- WHAT THE TASK ASKS: Your job is to transcribe the material exactly. Keep every line.

- THE RECORDS:
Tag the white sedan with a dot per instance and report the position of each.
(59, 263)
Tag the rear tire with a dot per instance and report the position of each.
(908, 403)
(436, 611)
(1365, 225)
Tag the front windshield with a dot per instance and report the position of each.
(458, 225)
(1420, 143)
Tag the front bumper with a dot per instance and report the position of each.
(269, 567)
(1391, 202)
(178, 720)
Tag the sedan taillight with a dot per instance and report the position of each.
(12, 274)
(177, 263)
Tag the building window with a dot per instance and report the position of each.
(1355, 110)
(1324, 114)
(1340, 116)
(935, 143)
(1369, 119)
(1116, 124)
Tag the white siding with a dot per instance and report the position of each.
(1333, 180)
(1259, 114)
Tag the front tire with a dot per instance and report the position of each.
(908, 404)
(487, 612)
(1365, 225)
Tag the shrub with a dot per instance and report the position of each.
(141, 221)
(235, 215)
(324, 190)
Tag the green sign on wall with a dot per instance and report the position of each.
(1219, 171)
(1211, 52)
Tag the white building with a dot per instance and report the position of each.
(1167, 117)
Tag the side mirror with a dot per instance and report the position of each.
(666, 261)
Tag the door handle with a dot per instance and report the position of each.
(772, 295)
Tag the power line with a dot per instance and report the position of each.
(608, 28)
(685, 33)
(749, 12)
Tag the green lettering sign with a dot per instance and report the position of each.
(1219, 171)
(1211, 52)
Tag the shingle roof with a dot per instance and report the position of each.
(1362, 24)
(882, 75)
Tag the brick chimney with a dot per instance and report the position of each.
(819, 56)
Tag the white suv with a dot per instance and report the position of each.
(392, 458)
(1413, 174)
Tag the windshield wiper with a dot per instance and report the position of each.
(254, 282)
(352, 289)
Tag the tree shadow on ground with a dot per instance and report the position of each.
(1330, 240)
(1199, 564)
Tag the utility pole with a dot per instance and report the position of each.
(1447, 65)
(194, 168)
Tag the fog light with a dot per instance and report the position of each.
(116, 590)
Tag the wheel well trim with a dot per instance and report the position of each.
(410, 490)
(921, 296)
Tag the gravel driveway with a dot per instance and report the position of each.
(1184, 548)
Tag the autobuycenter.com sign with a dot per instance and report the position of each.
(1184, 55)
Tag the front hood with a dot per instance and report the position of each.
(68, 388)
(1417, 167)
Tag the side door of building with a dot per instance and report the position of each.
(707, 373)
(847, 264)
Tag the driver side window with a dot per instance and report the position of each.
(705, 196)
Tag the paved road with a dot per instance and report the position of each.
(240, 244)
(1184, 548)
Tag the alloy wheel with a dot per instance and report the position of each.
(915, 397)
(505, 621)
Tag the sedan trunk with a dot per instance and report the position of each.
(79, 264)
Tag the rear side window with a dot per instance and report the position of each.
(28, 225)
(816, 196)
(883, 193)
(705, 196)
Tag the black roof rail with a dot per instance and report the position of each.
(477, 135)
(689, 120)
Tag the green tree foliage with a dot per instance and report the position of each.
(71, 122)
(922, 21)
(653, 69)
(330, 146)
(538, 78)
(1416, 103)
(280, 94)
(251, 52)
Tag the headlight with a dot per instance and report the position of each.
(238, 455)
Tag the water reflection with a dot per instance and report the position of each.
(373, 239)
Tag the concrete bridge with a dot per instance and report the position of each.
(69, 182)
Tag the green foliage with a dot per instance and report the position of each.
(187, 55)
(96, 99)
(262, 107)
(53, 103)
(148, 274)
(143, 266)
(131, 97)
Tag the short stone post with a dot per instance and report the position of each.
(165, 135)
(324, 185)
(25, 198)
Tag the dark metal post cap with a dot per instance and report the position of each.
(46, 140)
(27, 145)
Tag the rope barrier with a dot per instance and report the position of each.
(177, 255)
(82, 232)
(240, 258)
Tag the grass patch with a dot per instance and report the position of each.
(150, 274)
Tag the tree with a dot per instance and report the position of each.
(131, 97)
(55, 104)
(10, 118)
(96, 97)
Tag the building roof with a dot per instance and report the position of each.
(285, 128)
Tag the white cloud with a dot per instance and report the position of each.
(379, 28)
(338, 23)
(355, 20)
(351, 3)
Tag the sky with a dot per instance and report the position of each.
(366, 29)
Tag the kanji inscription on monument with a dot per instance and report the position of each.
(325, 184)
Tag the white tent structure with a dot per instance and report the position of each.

- ANSWER:
Tag the white sedan with a dot per instance and report the position of each.
(59, 263)
Tag the rear tire with a dot per instance and report the position of each.
(908, 403)
(436, 611)
(1365, 225)
Tag the front windshield with a dot per instance and report the position of each.
(458, 225)
(1420, 143)
Tag the front bumper with a dot per instance and report the position of each.
(269, 567)
(1391, 202)
(178, 720)
Tag the sedan taillight with a dot per instance and report the position of each.
(12, 274)
(177, 263)
Tag the building window with a dot per instance and report the position of each.
(1355, 110)
(1324, 114)
(1340, 116)
(935, 143)
(1369, 119)
(1116, 124)
Tag the white siding with a dot per instance and report the position of each.
(1333, 180)
(1259, 114)
Tag the front tire with a dot per instance and report the position of each.
(908, 404)
(487, 612)
(1365, 225)
Tag the shrub with a dot per instance and report the position of each.
(141, 221)
(235, 215)
(324, 190)
Tag the green sign on wall with a dot per instance and report the position of each.
(1219, 171)
(1211, 52)
Tag the white building with a dot per instance and report the position of each.
(1167, 117)
Tag the side mirror with a dot per instance and report the position of each.
(666, 261)
Tag the door handle with a dot per instance and report the position of each.
(772, 295)
Tag the power line with a dot per instance and report the position of each.
(608, 28)
(685, 33)
(749, 12)
Tag the green lettering sign with a dot per instance and report the position of each.
(1219, 171)
(1211, 52)
Tag the shingle roof with a dot per instance and report the position of each.
(1362, 24)
(882, 75)
Tag the brick chimney with a dot per instance and report the position of each.
(819, 56)
Tag the white suv with a dot per instance and report the position of each.
(392, 458)
(1413, 174)
Tag the windshield wiper with a dot per instance and report the position of each.
(254, 282)
(352, 289)
Tag the tree shadow on ground with a dot per instance and report the position of each.
(1330, 240)
(1199, 564)
Tag the utility pole with a dot per instance and report the position of each.
(1447, 65)
(194, 168)
Tag the fog light with a dot per instance and report the position of each.
(116, 590)
Tag the wheel well trim with a dot per instance and report the position of each.
(410, 490)
(921, 296)
Tag the gravel driveway with a dot per instance and report the position of each.
(1184, 548)
Tag the autobuycenter.com sign with a dot per instance and report the position of each.
(1184, 55)
Tag the front hood with a dot per instance and report the position of each.
(68, 388)
(1417, 167)
Tag the side door of building with a dot per instance and report the position of each.
(707, 373)
(847, 264)
Tag the driver side window with a dot per instance and report the position of each.
(705, 196)
Tag the paved road with a dot per instance and report the position of each.
(240, 244)
(1184, 548)
Tag the alloy wheel with a dot per instance and report the position of each.
(915, 397)
(505, 621)
Tag the sedan trunk with a dot per instance and report the position of each.
(79, 264)
Tag the rear side window with a dot per instance and report the position of each.
(28, 225)
(816, 196)
(883, 193)
(705, 196)
Tag the black roof rail with a dot per instance and report the position of each.
(477, 135)
(689, 120)
Tag the green tree foliage with a dot per instance and report the position of each.
(71, 122)
(922, 21)
(653, 69)
(330, 146)
(538, 78)
(1416, 103)
(280, 94)
(251, 52)
Tag the headlight with a dot per instance and report the position of each.
(238, 455)
Tag the water reflection with a dot per instance and report the position of each.
(373, 239)
Tag the concrete bridge with a dot per instance and report the position of each.
(69, 182)
Tag the green foliage with a dot per instance and report the position of each.
(187, 55)
(96, 99)
(262, 107)
(53, 103)
(148, 274)
(143, 266)
(131, 97)
Tag the short stone post with a dot per instance and report the position of each.
(165, 135)
(324, 185)
(25, 198)
Tag the dark metal post cap with a dot per instance and report the position of each.
(46, 140)
(27, 145)
Tag the rope barrier with a dot per instance and report the position of each.
(177, 255)
(82, 232)
(240, 258)
Tag the grass patch with a dot per instance and report the position of each.
(150, 274)
Tag the tree with a dot per instance and report the position of each.
(131, 97)
(55, 104)
(10, 118)
(96, 97)
Tag the building roof with a dot per instance and report the position of each.
(285, 128)
Tag the white cloud with a dot per instance and report the position of each.
(379, 28)
(338, 23)
(355, 20)
(351, 3)
Tag the sky with a dot per instance and report the position of each.
(366, 29)
Tag the kanji inscription on monument with a dot per instance and report the position of each.
(325, 184)
Tag the white tent structure with a dot per instance and report the position of each.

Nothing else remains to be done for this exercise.